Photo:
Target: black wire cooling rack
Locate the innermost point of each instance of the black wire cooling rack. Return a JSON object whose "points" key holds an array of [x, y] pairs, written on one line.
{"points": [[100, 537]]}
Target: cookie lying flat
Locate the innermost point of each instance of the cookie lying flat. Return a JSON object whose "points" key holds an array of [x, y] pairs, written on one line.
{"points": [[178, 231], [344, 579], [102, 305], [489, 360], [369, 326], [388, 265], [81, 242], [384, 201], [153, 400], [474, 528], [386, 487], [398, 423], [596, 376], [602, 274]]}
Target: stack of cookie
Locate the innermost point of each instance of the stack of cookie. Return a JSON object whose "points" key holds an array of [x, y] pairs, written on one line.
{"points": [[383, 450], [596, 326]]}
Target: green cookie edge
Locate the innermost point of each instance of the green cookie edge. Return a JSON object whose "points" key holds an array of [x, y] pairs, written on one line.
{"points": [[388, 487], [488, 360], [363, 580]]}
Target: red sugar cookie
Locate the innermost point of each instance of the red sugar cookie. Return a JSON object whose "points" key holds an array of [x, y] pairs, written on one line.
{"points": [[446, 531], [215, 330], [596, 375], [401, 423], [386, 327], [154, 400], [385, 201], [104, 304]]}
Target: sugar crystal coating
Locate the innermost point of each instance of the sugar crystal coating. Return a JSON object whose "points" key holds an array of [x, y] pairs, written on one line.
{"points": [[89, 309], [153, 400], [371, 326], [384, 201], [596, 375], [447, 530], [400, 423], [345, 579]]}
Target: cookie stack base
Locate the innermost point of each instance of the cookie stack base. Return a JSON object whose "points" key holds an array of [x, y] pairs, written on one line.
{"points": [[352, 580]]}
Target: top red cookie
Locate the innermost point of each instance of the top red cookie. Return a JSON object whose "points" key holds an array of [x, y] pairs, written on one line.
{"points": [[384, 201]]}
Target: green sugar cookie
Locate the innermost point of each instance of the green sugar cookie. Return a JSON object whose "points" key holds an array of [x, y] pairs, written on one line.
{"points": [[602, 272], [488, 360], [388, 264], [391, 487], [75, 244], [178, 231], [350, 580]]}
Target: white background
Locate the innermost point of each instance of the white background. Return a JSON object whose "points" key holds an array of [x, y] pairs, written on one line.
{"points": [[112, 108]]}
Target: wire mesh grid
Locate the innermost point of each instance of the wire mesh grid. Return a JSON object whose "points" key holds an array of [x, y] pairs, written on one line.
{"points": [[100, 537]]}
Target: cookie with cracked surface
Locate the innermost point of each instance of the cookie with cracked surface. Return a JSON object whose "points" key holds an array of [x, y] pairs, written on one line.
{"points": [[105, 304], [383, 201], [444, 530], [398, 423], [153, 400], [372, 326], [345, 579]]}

————

Work request:
From the first line of the listing above to the line with "Target: cookie lying flat", please transcribe each line exactly, both ends included, and nothing beyond that.

Completed task:
Photo:
Target: black wire cooling rack
Locate the innermost point of each instance of the black wire cooling rack. Return a JSON object whose "points" key holds an array of [x, y] pairs, written on one line.
{"points": [[100, 537]]}
Target: cookie lying flat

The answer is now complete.